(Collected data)
=== Begin Enclosure ===

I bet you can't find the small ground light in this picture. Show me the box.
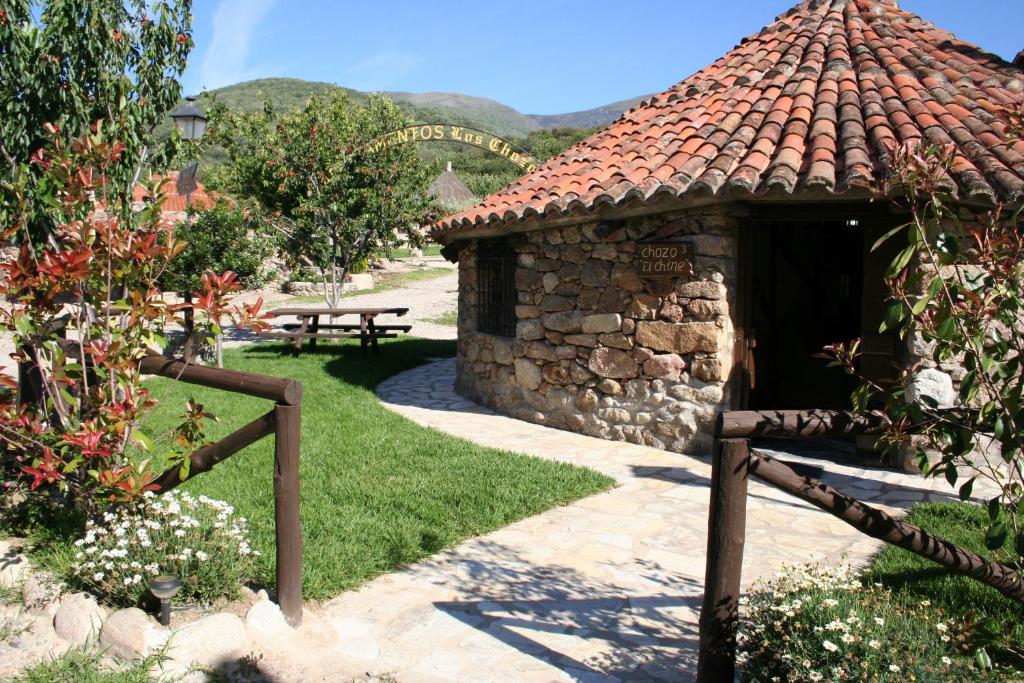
[149,574,182,627]
[845,218,860,228]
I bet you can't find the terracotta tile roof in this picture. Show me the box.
[434,0,1024,237]
[132,172,215,213]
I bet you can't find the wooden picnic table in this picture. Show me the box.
[262,307,410,353]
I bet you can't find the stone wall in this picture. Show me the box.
[454,208,737,454]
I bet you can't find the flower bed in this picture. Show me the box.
[71,490,256,608]
[738,563,1005,681]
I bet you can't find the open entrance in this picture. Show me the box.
[738,214,902,412]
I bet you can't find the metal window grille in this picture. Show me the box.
[476,239,517,337]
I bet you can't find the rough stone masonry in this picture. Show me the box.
[455,208,737,454]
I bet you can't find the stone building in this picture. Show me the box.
[432,0,1024,455]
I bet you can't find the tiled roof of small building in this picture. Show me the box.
[132,172,215,213]
[434,0,1024,237]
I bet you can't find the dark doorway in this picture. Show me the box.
[747,221,864,410]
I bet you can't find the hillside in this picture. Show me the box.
[198,78,641,138]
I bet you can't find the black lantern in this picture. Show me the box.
[169,96,207,141]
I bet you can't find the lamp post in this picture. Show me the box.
[149,574,182,627]
[168,97,209,363]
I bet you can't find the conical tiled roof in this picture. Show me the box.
[435,0,1024,237]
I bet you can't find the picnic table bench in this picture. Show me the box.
[261,307,410,353]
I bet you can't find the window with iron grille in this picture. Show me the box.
[476,238,517,337]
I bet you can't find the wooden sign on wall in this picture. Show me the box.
[637,241,695,278]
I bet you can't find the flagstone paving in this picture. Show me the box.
[245,358,965,683]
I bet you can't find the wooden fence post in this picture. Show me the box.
[697,438,750,682]
[273,402,303,626]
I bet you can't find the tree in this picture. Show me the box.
[826,105,1024,573]
[206,92,439,306]
[0,124,268,516]
[0,0,194,245]
[161,200,276,295]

=== End Enclosure ===

● **ABOUT THIS EXERCISE**:
Transcribe every line of the data exactly. No pictures go in the copy.

● **EXPECTED OUTPUT**:
I bet you can't find the small ground light in this picture. Show me the box.
[149,574,182,627]
[845,218,860,228]
I bet you can't find the terracotta tile roof in this picture. Show me the box.
[434,0,1024,237]
[132,172,215,213]
I bet you can't find the wooden picnic table in this picture. Show me the box.
[262,307,410,353]
I bet you can't find the stone wall in this picture. Show me the box.
[454,208,737,454]
I bet you can't find the flower bed in this picture. Show me the box.
[71,490,256,608]
[738,563,1005,681]
I bet you can't find the open entrance in this picture. Show me the box.
[738,214,902,412]
I bet you can't find the metal window grille in this picture. Show me the box.
[476,239,517,337]
I bet you can't find the rough stone masonry in this picture. Show me the box.
[455,208,737,454]
I bet you can't find the stone building in this picture. Show me the box.
[432,0,1024,455]
I bet you can't find the tiled roof of small building in this picture. Show me the box.
[132,172,215,213]
[434,0,1024,237]
I bet you can't find the dark doorway in this picture. Show me the box.
[747,221,864,410]
I bet you can't find the hillside in this picture. Show me the box.
[198,78,641,138]
I bet you can't find the black lantern in this picture. Show me the box.
[169,96,207,141]
I bet you can't find the lamp post in this picture. Show me the box.
[149,574,182,627]
[168,97,209,363]
I bet you can't find the conical tiled roof in this picture. Show me the box.
[435,0,1024,237]
I bet you can't find the picnic table bench in this picture. Show me the box.
[261,307,410,353]
I bet you can't find the window with iron grille in this picture. Show me the box.
[476,238,517,337]
I bet you can't find the wooden sign on wall in this picture. Show me the box.
[637,241,695,278]
I bet you can't find the flagstone paving in this picture. Show me the box.
[245,358,965,683]
I bet you can't find the wooden fence post in this picture. Show me the box.
[697,438,750,682]
[273,402,303,626]
I bet you can't find the tree in this picture. Show me the box.
[826,105,1024,573]
[206,92,439,306]
[0,124,268,516]
[0,0,194,245]
[161,200,276,295]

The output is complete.